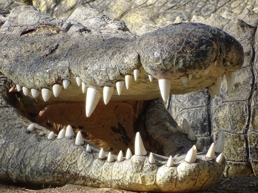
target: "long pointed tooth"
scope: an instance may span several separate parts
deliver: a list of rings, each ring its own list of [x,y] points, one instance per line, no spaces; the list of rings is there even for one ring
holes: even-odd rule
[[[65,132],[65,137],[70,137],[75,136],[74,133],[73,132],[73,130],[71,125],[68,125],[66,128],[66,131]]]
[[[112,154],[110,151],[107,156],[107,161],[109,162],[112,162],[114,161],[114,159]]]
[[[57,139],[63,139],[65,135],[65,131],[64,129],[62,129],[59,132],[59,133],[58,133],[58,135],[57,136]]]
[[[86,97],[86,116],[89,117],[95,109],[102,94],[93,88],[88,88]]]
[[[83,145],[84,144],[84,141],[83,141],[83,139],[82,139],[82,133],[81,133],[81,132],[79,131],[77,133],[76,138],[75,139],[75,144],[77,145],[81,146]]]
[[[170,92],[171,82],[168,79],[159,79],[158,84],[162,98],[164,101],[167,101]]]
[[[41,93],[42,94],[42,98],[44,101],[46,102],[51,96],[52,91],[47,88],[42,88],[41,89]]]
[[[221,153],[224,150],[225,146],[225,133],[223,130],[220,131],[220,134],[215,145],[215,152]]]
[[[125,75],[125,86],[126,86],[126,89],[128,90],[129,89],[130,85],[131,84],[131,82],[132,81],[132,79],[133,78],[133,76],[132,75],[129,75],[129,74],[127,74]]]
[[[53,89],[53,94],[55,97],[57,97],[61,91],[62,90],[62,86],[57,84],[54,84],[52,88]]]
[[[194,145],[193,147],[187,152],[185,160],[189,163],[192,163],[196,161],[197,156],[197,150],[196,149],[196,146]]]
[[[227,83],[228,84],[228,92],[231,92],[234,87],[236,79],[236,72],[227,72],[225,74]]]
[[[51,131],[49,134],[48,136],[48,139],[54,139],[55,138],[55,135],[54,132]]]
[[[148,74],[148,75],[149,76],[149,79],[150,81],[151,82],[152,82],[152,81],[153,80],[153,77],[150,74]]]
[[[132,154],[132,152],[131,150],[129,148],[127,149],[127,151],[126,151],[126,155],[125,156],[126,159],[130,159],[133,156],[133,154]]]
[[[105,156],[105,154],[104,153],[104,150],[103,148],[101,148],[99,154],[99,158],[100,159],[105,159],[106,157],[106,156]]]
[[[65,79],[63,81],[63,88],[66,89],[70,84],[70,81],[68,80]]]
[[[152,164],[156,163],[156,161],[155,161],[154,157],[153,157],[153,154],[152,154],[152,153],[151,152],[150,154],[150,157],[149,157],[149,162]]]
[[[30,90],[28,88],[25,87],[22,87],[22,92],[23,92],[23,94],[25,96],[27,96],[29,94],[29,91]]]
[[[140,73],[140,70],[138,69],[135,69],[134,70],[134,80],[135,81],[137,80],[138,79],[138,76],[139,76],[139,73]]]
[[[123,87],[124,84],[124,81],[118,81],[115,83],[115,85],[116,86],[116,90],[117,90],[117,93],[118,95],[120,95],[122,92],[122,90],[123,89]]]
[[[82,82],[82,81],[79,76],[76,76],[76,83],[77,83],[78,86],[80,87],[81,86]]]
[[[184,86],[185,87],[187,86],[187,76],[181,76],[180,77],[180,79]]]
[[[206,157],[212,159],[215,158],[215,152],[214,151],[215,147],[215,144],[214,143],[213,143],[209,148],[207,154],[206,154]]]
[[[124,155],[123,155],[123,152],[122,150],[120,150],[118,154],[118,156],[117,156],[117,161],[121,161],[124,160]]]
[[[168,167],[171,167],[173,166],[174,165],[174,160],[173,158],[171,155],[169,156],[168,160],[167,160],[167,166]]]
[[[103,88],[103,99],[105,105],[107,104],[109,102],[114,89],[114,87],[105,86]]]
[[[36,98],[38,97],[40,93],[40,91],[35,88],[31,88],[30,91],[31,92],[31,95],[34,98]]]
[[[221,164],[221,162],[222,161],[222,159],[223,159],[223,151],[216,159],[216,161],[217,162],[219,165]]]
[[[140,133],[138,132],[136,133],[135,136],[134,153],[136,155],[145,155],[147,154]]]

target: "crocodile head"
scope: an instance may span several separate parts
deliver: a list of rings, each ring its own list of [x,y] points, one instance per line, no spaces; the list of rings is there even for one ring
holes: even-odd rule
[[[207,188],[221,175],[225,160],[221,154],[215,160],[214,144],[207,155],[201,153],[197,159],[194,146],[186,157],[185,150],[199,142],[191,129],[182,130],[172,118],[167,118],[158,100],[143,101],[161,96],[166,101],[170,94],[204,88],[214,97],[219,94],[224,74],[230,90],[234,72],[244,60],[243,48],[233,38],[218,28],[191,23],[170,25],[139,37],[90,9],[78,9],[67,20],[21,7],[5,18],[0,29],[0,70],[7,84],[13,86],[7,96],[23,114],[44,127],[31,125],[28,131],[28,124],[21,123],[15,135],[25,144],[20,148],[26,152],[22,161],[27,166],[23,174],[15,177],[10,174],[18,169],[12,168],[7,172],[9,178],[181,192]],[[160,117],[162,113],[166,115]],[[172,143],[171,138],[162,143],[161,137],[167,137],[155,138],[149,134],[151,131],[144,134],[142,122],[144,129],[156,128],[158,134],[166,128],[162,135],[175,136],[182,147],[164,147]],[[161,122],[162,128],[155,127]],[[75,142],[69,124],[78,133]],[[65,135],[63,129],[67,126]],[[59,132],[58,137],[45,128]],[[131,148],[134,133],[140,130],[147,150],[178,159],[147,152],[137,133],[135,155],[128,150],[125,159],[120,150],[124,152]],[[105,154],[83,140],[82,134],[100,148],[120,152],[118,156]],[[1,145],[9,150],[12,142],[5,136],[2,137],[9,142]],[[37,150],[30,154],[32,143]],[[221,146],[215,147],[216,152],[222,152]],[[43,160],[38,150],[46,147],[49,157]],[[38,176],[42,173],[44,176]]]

***

→ Task description
Convert every line of the data above into a numbered list, skipping blank lines and leaving the picture out of your answer.

→ Full solution
1. target: "long pointed tooth"
2. scope: an instance may span several separate parts
3. deliver: a list of rings, each ring its own list of [x,y] points, one instance per line, no spaces; the list of rings is there even for one ring
4. holes: even-odd rule
5. [[[65,132],[65,137],[70,137],[75,136],[74,133],[73,132],[73,130],[71,125],[68,125],[66,128],[66,131]]]
6. [[[112,154],[110,151],[107,156],[107,161],[109,162],[112,162],[114,161],[114,159]]]
7. [[[57,139],[63,139],[65,135],[65,131],[64,129],[62,129],[59,132],[59,133],[58,133],[58,135],[57,136]]]
8. [[[86,97],[86,116],[89,117],[95,109],[102,94],[93,88],[88,88]]]
9. [[[83,145],[84,144],[84,141],[83,141],[83,139],[82,139],[82,133],[81,133],[81,132],[79,131],[77,133],[76,138],[75,139],[75,144],[77,145],[81,146]]]
10. [[[170,92],[171,82],[168,79],[159,79],[158,84],[162,98],[164,101],[167,101]]]
11. [[[41,93],[42,94],[42,98],[44,101],[46,102],[51,96],[52,91],[47,88],[42,88],[41,89]]]
12. [[[221,153],[224,150],[225,146],[225,133],[223,130],[220,131],[220,134],[215,145],[215,152]]]
13. [[[125,75],[125,86],[126,86],[126,89],[128,90],[129,89],[130,85],[131,84],[131,82],[132,81],[132,79],[133,78],[133,76],[132,75],[129,75],[129,74],[127,74]]]
14. [[[53,89],[53,94],[55,97],[57,97],[61,91],[62,90],[62,86],[57,84],[54,84],[52,88]]]
15. [[[194,145],[193,147],[187,152],[185,160],[189,163],[192,163],[196,161],[197,156],[197,150],[196,149],[196,146]]]
16. [[[227,83],[228,84],[228,92],[231,92],[234,87],[236,79],[236,72],[227,72],[225,74]]]
17. [[[51,131],[49,134],[48,136],[48,139],[54,139],[55,138],[55,135],[54,132]]]
18. [[[148,74],[148,75],[149,76],[149,79],[150,81],[151,82],[152,82],[152,81],[153,80],[153,77],[150,74]]]
19. [[[132,154],[132,152],[131,150],[129,148],[127,149],[127,151],[126,151],[126,155],[125,156],[126,159],[130,159],[133,156],[133,154]]]
20. [[[105,156],[105,154],[104,153],[104,150],[103,148],[101,148],[99,154],[99,158],[100,159],[105,159],[106,157],[106,156]]]
21. [[[65,79],[63,81],[63,88],[66,89],[70,84],[70,81],[68,80]]]
22. [[[152,164],[156,163],[156,161],[155,161],[154,157],[153,157],[153,154],[152,154],[152,153],[151,152],[150,154],[150,157],[149,157],[149,162]]]
23. [[[30,90],[28,88],[25,87],[22,87],[22,92],[23,92],[23,94],[25,96],[27,96],[29,94],[29,91]]]
24. [[[140,73],[140,70],[138,69],[135,69],[134,70],[134,80],[135,81],[137,80],[138,79],[138,76],[139,76],[139,73]]]
25. [[[123,87],[124,84],[124,81],[118,81],[115,83],[115,85],[116,86],[116,90],[117,90],[117,93],[118,95],[120,95],[122,92],[122,90],[123,89]]]
26. [[[82,82],[82,81],[79,76],[76,76],[76,83],[77,83],[78,86],[80,87],[81,86]]]
27. [[[184,86],[185,87],[187,86],[187,76],[181,76],[180,77],[180,79]]]
28. [[[206,157],[212,159],[215,158],[215,152],[214,151],[215,147],[215,144],[214,143],[213,143],[209,148],[207,154],[206,154]]]
29. [[[124,155],[123,155],[123,152],[122,150],[120,150],[118,154],[118,156],[117,156],[117,161],[121,161],[124,160]]]
30. [[[168,167],[171,167],[173,166],[174,165],[174,160],[173,158],[171,155],[169,156],[168,160],[167,160],[167,166]]]
31. [[[103,88],[103,99],[105,105],[107,104],[109,102],[114,89],[114,87],[105,86]]]
32. [[[36,98],[38,97],[40,93],[40,91],[35,88],[31,88],[30,91],[31,92],[31,95],[34,98]]]
33. [[[221,164],[221,162],[222,161],[222,159],[223,159],[223,151],[216,159],[216,161],[217,162],[219,165]]]
34. [[[140,133],[138,132],[136,133],[135,136],[134,153],[136,155],[145,155],[147,154]]]
35. target: "crocodile head"
36. scope: an instance may span several separate parts
37. deliver: a list of rings, each ring its own list of [x,y] points, one instance per line, no spaces; the list of rings is there even for one ring
38. holes: even-odd rule
39. [[[207,188],[221,175],[225,160],[221,154],[215,160],[214,144],[207,155],[201,153],[197,159],[194,146],[186,157],[185,150],[199,142],[191,129],[182,130],[172,118],[167,118],[158,100],[143,101],[161,96],[166,101],[170,94],[204,88],[214,97],[219,94],[224,74],[230,90],[234,72],[244,60],[243,48],[233,38],[218,28],[191,23],[170,25],[139,37],[90,9],[78,9],[67,20],[21,7],[5,18],[0,29],[0,70],[7,84],[13,86],[7,96],[23,114],[44,127],[31,125],[28,131],[28,124],[21,123],[15,135],[25,144],[20,148],[26,152],[22,161],[27,166],[23,174],[15,177],[10,174],[18,169],[12,168],[7,172],[9,178],[181,192]],[[160,117],[162,113],[166,115]],[[172,143],[171,138],[162,143],[161,137],[167,137],[155,138],[149,134],[151,131],[144,134],[142,122],[144,129],[156,128],[158,134],[166,128],[162,135],[175,136],[182,147],[164,147]],[[161,122],[162,128],[155,127]],[[75,142],[69,124],[78,133]],[[65,135],[63,129],[67,126]],[[59,132],[58,137],[45,128]],[[131,148],[134,133],[140,130],[147,150],[178,159],[147,152],[137,133],[135,155],[128,150],[125,159],[120,150],[124,152]],[[105,154],[83,140],[82,134],[100,148],[120,152],[118,156]],[[1,145],[9,150],[12,142],[5,136],[2,137],[9,142]],[[37,150],[30,154],[32,143]],[[221,146],[215,147],[216,152],[222,152]],[[43,160],[38,150],[46,147],[49,157]],[[38,176],[42,173],[44,176]]]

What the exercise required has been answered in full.